#### [Your goal]
Turn every line of the listing below into a Markdown table with the columns Row and Line, numbering the rows and skipping blank lines. Leave the pictures out of the table.

#### [Records to use]
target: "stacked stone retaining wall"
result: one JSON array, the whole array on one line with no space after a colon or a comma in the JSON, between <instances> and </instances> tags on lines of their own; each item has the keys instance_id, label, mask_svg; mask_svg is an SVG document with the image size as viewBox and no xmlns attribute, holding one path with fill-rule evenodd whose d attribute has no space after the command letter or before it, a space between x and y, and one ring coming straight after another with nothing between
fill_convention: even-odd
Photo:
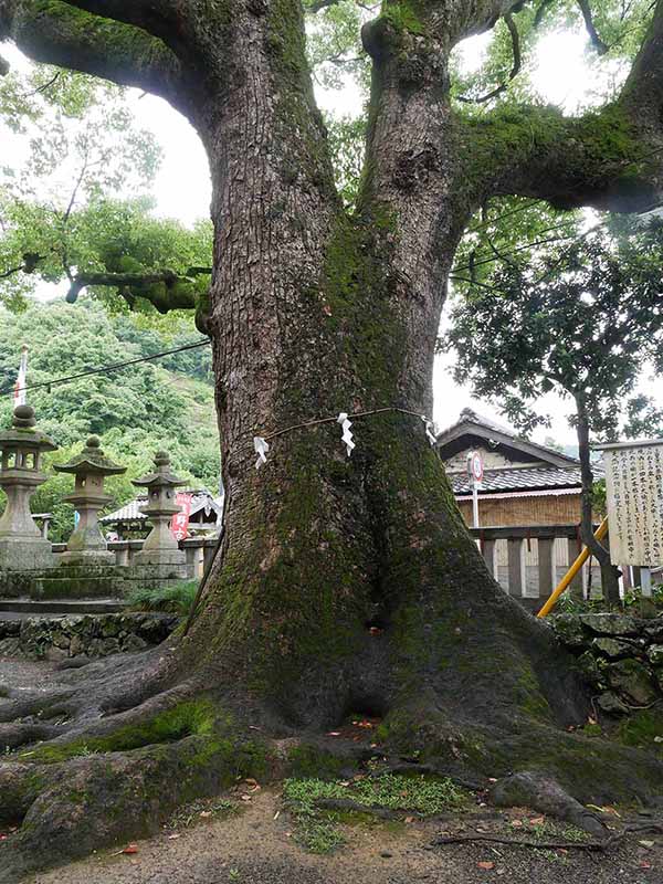
<instances>
[{"instance_id":1,"label":"stacked stone retaining wall","mask_svg":"<svg viewBox=\"0 0 663 884\"><path fill-rule=\"evenodd\" d=\"M577 659L597 706L625 715L663 702L663 617L558 614L550 625Z\"/></svg>"},{"instance_id":2,"label":"stacked stone retaining wall","mask_svg":"<svg viewBox=\"0 0 663 884\"><path fill-rule=\"evenodd\" d=\"M99 657L160 644L179 623L172 614L119 613L0 620L0 656Z\"/></svg>"}]
</instances>

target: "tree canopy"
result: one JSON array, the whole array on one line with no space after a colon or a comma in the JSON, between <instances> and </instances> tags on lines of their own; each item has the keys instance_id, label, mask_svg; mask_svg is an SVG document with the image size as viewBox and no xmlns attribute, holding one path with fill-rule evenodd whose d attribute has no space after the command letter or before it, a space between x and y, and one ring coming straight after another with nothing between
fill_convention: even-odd
<instances>
[{"instance_id":1,"label":"tree canopy","mask_svg":"<svg viewBox=\"0 0 663 884\"><path fill-rule=\"evenodd\" d=\"M80 371L175 349L192 338L186 320L169 334L159 334L141 329L133 317L112 318L91 299L75 307L35 305L11 318L0 311L0 390L13 388L27 341L29 382L48 385ZM191 487L207 487L212 494L219 488L219 435L208 348L41 387L30 393L30 402L40 429L60 445L45 459L48 472L78 452L91 434L101 436L109 456L128 467L126 474L108 481L112 508L136 496L130 480L150 472L155 452L162 449L171 453L173 469ZM12 397L6 392L0 400L0 425L9 425L11 408ZM66 538L73 528L73 509L62 503L70 487L71 476L53 474L32 498L33 512L54 514L53 540Z\"/></svg>"}]
</instances>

#### [Solution for this task]
| Row | Line |
|---|---|
| 1 | target: "stacked stone retaining wall" |
| 2 | result: one JSON array, the whole array on one line with no space after a colon or a comma in the JSON, between <instances> and </instances> tags on lines of their own; each item has the keys instance_id, label, mask_svg; mask_svg is an SVG document with the image size as viewBox and no xmlns attribute, holding one path with fill-rule evenodd whose d attribute has no space after the command letter or before it, a space between x and y, and one ring coming straight after another with nothing between |
| 3 | fill_convention: even-odd |
| 4 | Photo: |
| 5 | <instances> |
| 6 | [{"instance_id":1,"label":"stacked stone retaining wall","mask_svg":"<svg viewBox=\"0 0 663 884\"><path fill-rule=\"evenodd\" d=\"M577 659L597 706L625 715L663 702L663 617L558 614L550 625Z\"/></svg>"},{"instance_id":2,"label":"stacked stone retaining wall","mask_svg":"<svg viewBox=\"0 0 663 884\"><path fill-rule=\"evenodd\" d=\"M99 657L160 644L179 623L172 614L119 613L0 620L0 656Z\"/></svg>"}] |
| 7 | </instances> |
| 8 | target: "tree canopy" |
| 9 | result: one JSON array, the whole array on one line with no space after a colon or a comma in the JSON, between <instances> and </instances> tags on lines of their own; each item has the keys instance_id, label, mask_svg; mask_svg is an SVG document with the image size as viewBox and no xmlns attribute, holding one path with fill-rule evenodd whose d attribute has no space after the command letter or before it, a space between x and y, and one ring coming straight after another with nothing between |
| 10 | fill_convention: even-odd |
| 11 | <instances> |
| 12 | [{"instance_id":1,"label":"tree canopy","mask_svg":"<svg viewBox=\"0 0 663 884\"><path fill-rule=\"evenodd\" d=\"M80 371L175 349L192 338L186 320L169 334L159 334L141 329L133 317L112 318L91 299L75 307L35 305L11 318L0 311L0 390L13 388L27 341L29 382L48 385ZM191 487L207 487L212 494L219 488L219 435L208 348L41 387L30 393L30 402L40 429L60 445L45 459L48 472L78 452L91 434L101 436L109 456L128 467L126 474L108 481L112 508L136 496L130 480L150 472L155 452L162 449L171 453L173 469ZM12 397L6 392L0 400L0 425L9 425L11 408ZM66 538L73 528L73 509L62 503L70 487L71 476L53 474L32 498L33 512L54 514L53 540Z\"/></svg>"}] |
| 13 | </instances> |